BRIEF A = Please pick out every row below that contains the word "white", copying each one in full; case counts.

TEXT EXCERPT =
>> start

Life after Death: A History of the Afterlife in Western Religion - by Alan F. Segal



Jagat - Sat, 31 Jul 2004 18:43:17 +0530

Heaven on our minds

By WAYNE A. HOLST
Saturday, July 31, 2004 - Globe and Mail

Life after Death: A History of the Afterlife in Western Religion
by Alan F. Segal. Doubleday, 866 pages, $56.50

What happens when we die? Is there life after death? If so, what form does that life take? Human beings have always asked such questions. Even in a secular age, most moderns, at least in the West, continue to ask them. It is the way people have struggled with meaning and self-definition for millenniums.

Alan F. Segal, professor of religion and Jewish studies at Barnard College of Columbia University, claims that even though the subject is beyond the purview of science, belief in an afterlife is older than the existence of homo sapiens (if ancient Neanderthal burial studies can be trusted). For thousands of years, art, mythology and religion -- signals of human transcendence -- demonstrate our need to believe there is life beyond the grave.

>> end

BRIEF B = In the book review, what position does Alan F. Segal hold?

DATASET ROWS =
>> start

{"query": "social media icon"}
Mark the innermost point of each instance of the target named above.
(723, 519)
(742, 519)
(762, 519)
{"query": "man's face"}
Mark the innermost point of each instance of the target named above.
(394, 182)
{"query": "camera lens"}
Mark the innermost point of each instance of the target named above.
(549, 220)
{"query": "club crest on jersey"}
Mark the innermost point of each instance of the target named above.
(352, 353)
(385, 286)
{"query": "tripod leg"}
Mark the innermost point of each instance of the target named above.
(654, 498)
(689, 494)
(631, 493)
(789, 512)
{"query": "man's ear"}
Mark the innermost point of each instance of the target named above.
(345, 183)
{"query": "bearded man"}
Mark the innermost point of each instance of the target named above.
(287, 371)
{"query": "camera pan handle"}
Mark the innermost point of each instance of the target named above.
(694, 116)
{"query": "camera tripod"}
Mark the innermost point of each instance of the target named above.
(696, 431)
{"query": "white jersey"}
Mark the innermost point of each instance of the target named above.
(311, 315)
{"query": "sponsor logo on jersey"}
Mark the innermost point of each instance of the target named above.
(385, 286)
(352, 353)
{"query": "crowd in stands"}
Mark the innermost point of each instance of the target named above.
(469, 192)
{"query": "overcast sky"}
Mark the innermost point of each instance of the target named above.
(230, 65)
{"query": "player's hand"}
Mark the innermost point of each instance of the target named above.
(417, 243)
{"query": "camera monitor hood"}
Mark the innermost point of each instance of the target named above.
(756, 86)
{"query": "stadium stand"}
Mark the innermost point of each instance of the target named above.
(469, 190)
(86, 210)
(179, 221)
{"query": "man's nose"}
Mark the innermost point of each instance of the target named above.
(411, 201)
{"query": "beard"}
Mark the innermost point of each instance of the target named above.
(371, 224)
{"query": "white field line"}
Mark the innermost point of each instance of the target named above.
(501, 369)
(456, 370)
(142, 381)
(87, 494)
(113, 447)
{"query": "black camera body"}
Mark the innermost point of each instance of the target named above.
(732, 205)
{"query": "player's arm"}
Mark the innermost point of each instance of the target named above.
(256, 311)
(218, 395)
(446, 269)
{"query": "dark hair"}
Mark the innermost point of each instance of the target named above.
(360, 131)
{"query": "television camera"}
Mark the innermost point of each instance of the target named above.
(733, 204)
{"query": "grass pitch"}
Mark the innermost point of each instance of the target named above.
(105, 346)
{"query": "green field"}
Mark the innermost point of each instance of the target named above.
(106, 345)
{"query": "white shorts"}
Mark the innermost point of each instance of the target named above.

>> end

COMPLETE OUTPUT A =
{"query": "white jersey"}
{"query": "white field line"}
{"query": "white shorts"}

COMPLETE OUTPUT B = He is a professor of religion and Jewish studies at Barnard College of Columbia University.